> _Your goal_:
Could you copy every record below exactly as it is written?

> _Records supplied_:

※

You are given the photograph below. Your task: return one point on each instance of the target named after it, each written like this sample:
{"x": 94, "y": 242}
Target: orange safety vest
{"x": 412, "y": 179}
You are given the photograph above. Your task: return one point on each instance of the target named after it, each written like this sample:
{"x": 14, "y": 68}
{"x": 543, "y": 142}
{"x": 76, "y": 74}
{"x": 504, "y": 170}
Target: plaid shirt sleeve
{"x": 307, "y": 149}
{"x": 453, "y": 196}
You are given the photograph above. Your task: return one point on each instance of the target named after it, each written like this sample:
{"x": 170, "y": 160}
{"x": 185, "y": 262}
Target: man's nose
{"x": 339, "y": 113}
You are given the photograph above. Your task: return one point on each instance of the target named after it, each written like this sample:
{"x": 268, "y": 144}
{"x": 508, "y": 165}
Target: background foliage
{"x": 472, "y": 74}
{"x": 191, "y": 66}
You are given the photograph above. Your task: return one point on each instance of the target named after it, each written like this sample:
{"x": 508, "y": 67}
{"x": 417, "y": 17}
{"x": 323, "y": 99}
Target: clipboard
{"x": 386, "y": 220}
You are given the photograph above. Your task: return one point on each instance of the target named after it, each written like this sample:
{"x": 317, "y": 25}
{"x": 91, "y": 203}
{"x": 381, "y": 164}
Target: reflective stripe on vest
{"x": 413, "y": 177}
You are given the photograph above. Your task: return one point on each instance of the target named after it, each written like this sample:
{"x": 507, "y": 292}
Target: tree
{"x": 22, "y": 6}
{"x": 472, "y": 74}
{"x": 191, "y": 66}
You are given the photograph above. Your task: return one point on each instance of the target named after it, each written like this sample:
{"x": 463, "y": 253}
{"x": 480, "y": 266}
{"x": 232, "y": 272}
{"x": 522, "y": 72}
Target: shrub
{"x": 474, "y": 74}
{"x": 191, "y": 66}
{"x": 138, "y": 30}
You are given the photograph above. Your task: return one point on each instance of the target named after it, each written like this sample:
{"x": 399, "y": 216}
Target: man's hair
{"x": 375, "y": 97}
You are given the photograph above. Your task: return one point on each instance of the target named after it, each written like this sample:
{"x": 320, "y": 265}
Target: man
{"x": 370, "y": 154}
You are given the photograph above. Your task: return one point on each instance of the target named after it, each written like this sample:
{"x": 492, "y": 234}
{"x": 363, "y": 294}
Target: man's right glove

※

> _Result of the exercise_:
You are given the photograph below. Your task: return one point on each instance of the target named after it, each written like this sample:
{"x": 94, "y": 242}
Target: orange safety vest
{"x": 412, "y": 179}
You are given the photograph above. Your task: return one point on each instance of the target named after it, each written like this sample:
{"x": 14, "y": 68}
{"x": 543, "y": 142}
{"x": 76, "y": 74}
{"x": 504, "y": 170}
Target: plaid shirt sleeve
{"x": 307, "y": 149}
{"x": 453, "y": 196}
You are given the photograph above. Your task: return one point on each instance of the target named after it, each written like this sample:
{"x": 170, "y": 160}
{"x": 185, "y": 262}
Target: man's nose
{"x": 339, "y": 113}
You are given the photograph above. Your task: return one point on each instance of the target named after it, each written like this sample:
{"x": 268, "y": 144}
{"x": 508, "y": 165}
Target: background foliage
{"x": 472, "y": 74}
{"x": 191, "y": 66}
You are given the photograph above. Your task: return one point on each instance of the target named after it, each written like this sample:
{"x": 508, "y": 67}
{"x": 417, "y": 17}
{"x": 323, "y": 99}
Target: clipboard
{"x": 386, "y": 220}
You are given the photograph above. Your task: return one point on each instance of the target named after it, each written like this sample:
{"x": 317, "y": 25}
{"x": 91, "y": 203}
{"x": 381, "y": 164}
Target: reflective stripe on vest
{"x": 413, "y": 177}
You are given the photograph above. Your task: return one point on each instance of the target named after it, each written like this sample:
{"x": 507, "y": 292}
Target: tree
{"x": 22, "y": 6}
{"x": 472, "y": 74}
{"x": 191, "y": 66}
You are given the photograph above. Your task: return one point on each instance of the target named after it, each written like this sample:
{"x": 463, "y": 253}
{"x": 480, "y": 266}
{"x": 232, "y": 272}
{"x": 522, "y": 72}
Target: shrub
{"x": 474, "y": 74}
{"x": 191, "y": 66}
{"x": 138, "y": 30}
You are given the photograph above. Your task: return one point on each instance of the target named after it, each written like this sample:
{"x": 399, "y": 216}
Target: man's hair
{"x": 375, "y": 97}
You are given the photograph above. Your task: return one point on each instance of the target named after it, each written like this sample:
{"x": 320, "y": 265}
Target: man
{"x": 370, "y": 154}
You are given the photograph above. Your task: return one point on each instance of the target named after it, each written like this sample:
{"x": 492, "y": 234}
{"x": 363, "y": 294}
Target: man's right glove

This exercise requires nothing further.